■ Qué hacer ■
a – Cambia "canastos" por "cestos" en el fragmento del texto sobre las especias que empieza en las palabras "En los pintorescos" y termina después de "y el olfato.". Escribe el fragmento completo con ese cambio.
b – Según el texto sobre las especias, ¿qué especia escogió Hipócrates como transcendental para curar enfermedades?

■ Extracto del documento ■
En los pintorescos canastos habían puesto toneladas de arena. Pero arena en todos los colores: beige, blanca, vinotinto, café, negra, verde, roja, gris. Jamás había visto un escenario que capturó mi atención de manera tan directa. Intrigada, me animé a preguntar. Aquellos granos minúsculos, de olores surtidos, eran especias. ¿Especias? Venían del interior de Marruecos, cultivadas en la propia África, desde la antigüedad. Se ofrecían al público en aquellos canastos tejidos con pulcritud que animaban la decoración de la tienda, haciendo danzar al tiempo, la vista y el olfato.

Desde el momento en que se descubrieron estos condimentos, ninguna cultura puede desligarse de las especias. Se armó un círculo, muy amplio, alrededor de su producción, la venta y el consumo. Su importancia superó la curiosidad del oro, las perlas y la plata. Griegos, romanos, árabes y judíos se pelearon por conseguirlas, sin importar la distancia a los centros de producción –China, Indonesia e India– ni el fabuloso precio por el cual se pagaba la pimienta, el azafrán, la canela, el jengibre, el cardamomo o la menta. Una verdadera guerra comercial se creó entre asiáticos, africanos y europeos.

Los griegos se aficionan a la gastronomía cuando tuvieron formalizado su imperio territorial. Gradualmente, se volvieron cocineros, verdaderos chefs, y como tales, utilizaron las especias para darle aroma y sabor a los alimentos. A sus ricos manjares, agregaron las bebidas. En las islas griegas del mar Mediterráneo comenzaron a crecer los viñedos, y los bebedores de vino –más hombres que mujeres– se multiplicaron. Para aromatizar el vino que entonces degustaron, los griegos se fueron tras las especias como lanzas arrojadas al aire. Seleccionaron el jengibre, la canela, el tomillo y el perejil. Mezclaron estos elementos, batieron con furor, y se chiflaron sin reserva: resultó un vino de sabor excelente.

Un científico griego, estudioso y aficionado a la medicina hasta el punto de convertirse en el “padre de esta ciencia”, fue el laborioso Hipócrates. Mientras vivió, practicó la medicina como algo nuevo y sorprendente en la humanidad. Se dedicó a investigar, a ensayar trucos, a ganar experimentos, a perder pruebas. Buscando avances en la botánica, terminó metido en el mundo de la gastronomía. ¡Probó con las especias! Creó vínculos entre estas hierbas naturales, exóticas y costosas, y la medicina. Elaboró un inventario de los tratamientos medicinales que podían hacerse con el azafrán, la canela y el tomillo. Como una especia transcendental, escogió la hierbabuena, incluyéndola en sus experiencias para curar enfermedades.

■ Datos para revisar ■
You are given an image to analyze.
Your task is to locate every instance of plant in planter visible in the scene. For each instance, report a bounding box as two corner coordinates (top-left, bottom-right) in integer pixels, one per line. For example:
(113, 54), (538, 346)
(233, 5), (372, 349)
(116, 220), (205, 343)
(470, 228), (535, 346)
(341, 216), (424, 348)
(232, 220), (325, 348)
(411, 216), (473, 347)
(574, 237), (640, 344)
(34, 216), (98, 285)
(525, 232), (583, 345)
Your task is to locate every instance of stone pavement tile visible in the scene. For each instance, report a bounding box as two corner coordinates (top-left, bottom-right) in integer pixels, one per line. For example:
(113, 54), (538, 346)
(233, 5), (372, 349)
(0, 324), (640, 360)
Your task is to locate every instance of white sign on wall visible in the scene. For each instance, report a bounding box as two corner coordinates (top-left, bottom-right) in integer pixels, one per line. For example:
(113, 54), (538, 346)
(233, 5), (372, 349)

■ Respuestas en orden ■
a –
En los pintorescos cestos habían puesto toneladas de arena. Pero arena en todos los colores: beige, blanca, vinotinto, café, negra, verde, roja, gris. Jamás había visto un escenario que capturó mi atención de manera tan directa. Intrigada, me animé a preguntar. Aquellos granos minúsculos, de olores surtidos, eran especias. ¿Especias? Venían del interior de Marruecos, cultivadas en la propia África, desde la antigüedad. Se ofrecían al público en aquellos cestos tejidos con pulcritud que animaban la decoración de la tienda, haciendo danzar al tiempo, la vista y el olfato.

b – La hierbabuena.